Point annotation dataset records
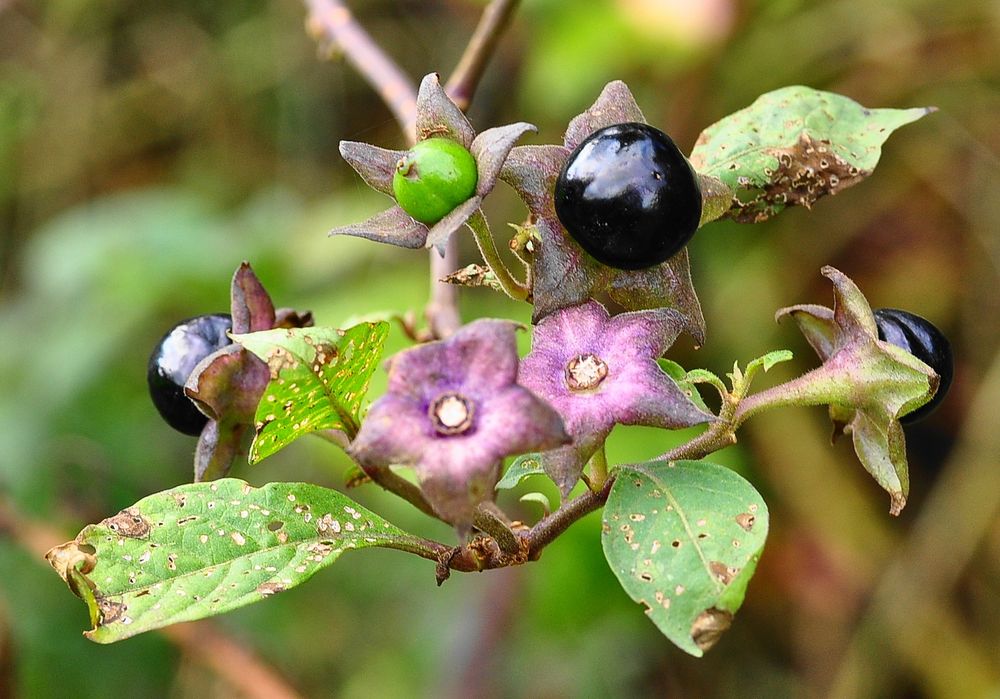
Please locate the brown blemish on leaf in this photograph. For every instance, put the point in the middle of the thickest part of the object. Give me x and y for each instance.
(279, 359)
(474, 276)
(111, 611)
(806, 171)
(270, 588)
(722, 572)
(708, 628)
(746, 520)
(128, 523)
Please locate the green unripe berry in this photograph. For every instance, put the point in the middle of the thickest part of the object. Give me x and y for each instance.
(433, 178)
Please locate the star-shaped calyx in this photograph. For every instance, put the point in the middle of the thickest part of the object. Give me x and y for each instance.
(563, 274)
(868, 383)
(227, 384)
(598, 371)
(453, 411)
(437, 116)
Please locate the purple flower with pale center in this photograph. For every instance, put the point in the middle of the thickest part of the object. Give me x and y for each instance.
(453, 411)
(437, 115)
(598, 371)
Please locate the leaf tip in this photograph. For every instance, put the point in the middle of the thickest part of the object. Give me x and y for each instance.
(708, 628)
(897, 501)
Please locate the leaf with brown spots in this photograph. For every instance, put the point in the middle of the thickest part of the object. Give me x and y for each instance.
(793, 146)
(678, 538)
(319, 377)
(207, 548)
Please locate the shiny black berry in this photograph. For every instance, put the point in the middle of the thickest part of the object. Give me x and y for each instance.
(920, 338)
(628, 196)
(171, 363)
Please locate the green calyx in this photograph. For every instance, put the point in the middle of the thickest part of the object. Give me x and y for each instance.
(433, 178)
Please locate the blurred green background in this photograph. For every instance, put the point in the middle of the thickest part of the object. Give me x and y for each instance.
(147, 148)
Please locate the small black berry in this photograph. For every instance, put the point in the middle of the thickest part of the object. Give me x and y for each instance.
(628, 196)
(924, 341)
(172, 362)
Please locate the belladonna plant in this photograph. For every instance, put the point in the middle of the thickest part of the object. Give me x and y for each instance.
(598, 371)
(464, 419)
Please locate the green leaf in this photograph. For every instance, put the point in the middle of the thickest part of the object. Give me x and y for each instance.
(683, 538)
(765, 363)
(793, 146)
(681, 377)
(202, 549)
(523, 466)
(319, 377)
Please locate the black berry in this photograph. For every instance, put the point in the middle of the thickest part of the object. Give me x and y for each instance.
(628, 196)
(924, 341)
(171, 363)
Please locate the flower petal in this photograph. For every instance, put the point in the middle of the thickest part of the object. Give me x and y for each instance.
(455, 481)
(437, 115)
(490, 149)
(375, 165)
(615, 105)
(565, 464)
(478, 359)
(643, 395)
(393, 226)
(642, 334)
(524, 422)
(667, 285)
(395, 431)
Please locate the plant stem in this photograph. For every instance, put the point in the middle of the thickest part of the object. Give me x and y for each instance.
(488, 249)
(331, 21)
(598, 469)
(550, 527)
(467, 74)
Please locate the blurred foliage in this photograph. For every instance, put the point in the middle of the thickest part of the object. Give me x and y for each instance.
(147, 148)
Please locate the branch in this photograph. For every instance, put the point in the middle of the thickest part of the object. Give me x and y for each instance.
(442, 309)
(548, 528)
(331, 23)
(465, 78)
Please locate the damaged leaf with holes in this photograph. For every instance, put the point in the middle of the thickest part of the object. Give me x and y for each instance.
(683, 538)
(793, 146)
(319, 377)
(203, 549)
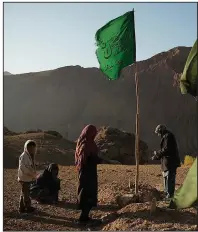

Requirement = Turn every line of the records above into a numbered list, skipping blank lines. Leave the pictures out of your answer.

Task answer =
1. Please locate the brown blemish on leaf in this photograph. For every instance, put the point in the middle of the thickest part of the object. Give me x and y for each instance.
2. (279, 359)
3. (474, 276)
4. (111, 611)
5. (806, 171)
6. (270, 588)
7. (722, 572)
8. (708, 628)
9. (746, 520)
10. (128, 523)
11. Please locate the green unripe berry in this photograph. For every instance, put the point in the middle of the thickest part of the object. Give me x and y for each instance.
12. (433, 178)
13. Please locate the star-shaped calyx in this photograph. For every instance, put the point in the middle of the thickest part of the object. Give me x and y for each instance.
14. (563, 274)
15. (868, 383)
16. (227, 384)
17. (598, 371)
18. (453, 411)
19. (437, 116)
20. Please locate the purple flower with pale center in this photograph. For every instance, put the point in the middle of the thickest part of the object. Give me x and y for each instance.
21. (453, 411)
22. (437, 115)
23. (598, 371)
24. Please locate the leaf tip in this photograph. For every instance, put the point in the middle of the thickest part of the object. Give me x and y for each instance.
25. (708, 628)
26. (897, 501)
27. Please locate the leaf with brown spots in this photograph. For every instance, put the point in the middle of the thickest part of the object. Give me x and y for each instance.
28. (793, 146)
29. (678, 538)
30. (319, 377)
31. (207, 548)
32. Please locate the shiny black berry in this photograph. For every instance, put the point in the middle of the thickest part of the object. Give me x and y for each instance.
33. (920, 338)
34. (628, 196)
35. (171, 363)
36. Please locate the green calyx in this photograph. For every instance, put the point in the middle of the thickest part of the object. Give me x and y for each instance.
37. (433, 178)
38. Please locate the blurred green background in this photograph. For every instance, put the point in the middle of the thickest part of the object. Give me x and y for each instance.
39. (147, 148)
40. Please locate the small black berry in this photograph. For every instance, put the point in the middle of the thickest part of the object. Give me x and y for each instance.
41. (628, 196)
42. (924, 341)
43. (172, 362)
44. Please locate the belladonna plant in this photograph. For every instance, put the point in the middle of the thickest part of the object. Give me x and y for each instance.
45. (598, 371)
46. (464, 419)
47. Please locate the green leaf in this photograph. For every instance, put the point in the middle of the thickest part of the object. Give me x and y for each instance.
48. (683, 538)
49. (765, 363)
50. (793, 146)
51. (681, 377)
52. (202, 549)
53. (523, 466)
54. (319, 377)
55. Please locate the black berry in this photograph. For every instance, put the point in the middle of the thickest part of the object. Give me x and y for each instance.
56. (628, 196)
57. (924, 341)
58. (171, 363)
59. Please locate the flower petal in this photograph. For every instance, put the point in the middle of the thickest part of the object. Give me x and y for each instance.
60. (455, 481)
61. (437, 115)
62. (490, 149)
63. (375, 165)
64. (615, 105)
65. (565, 464)
66. (478, 359)
67. (643, 395)
68. (393, 226)
69. (642, 334)
70. (524, 422)
71. (667, 285)
72. (395, 431)
73. Please locate the plant stem in this photograph. For every instance, put the point in the middle of the thickest part of the object. Give me x and y for each instance.
74. (488, 249)
75. (331, 21)
76. (598, 469)
77. (550, 527)
78. (467, 74)
79. Please locate the blurred foliage in this photograph. For every instance, put the point in the middle of the thickest part of the object. Give me x and y for each instance.
80. (147, 148)
81. Please locate the branch in this photograph. For every instance, put the point in the middle of the thickest part of the object. Give me x and y for each instance.
82. (442, 309)
83. (548, 528)
84. (331, 23)
85. (465, 78)
86. Please locate the damaged leaf with holes in this photograph. For every instance, put the point in the middle of the thickest part of the object. Give me x and y for each instance.
87. (683, 538)
88. (793, 146)
89. (319, 377)
90. (203, 549)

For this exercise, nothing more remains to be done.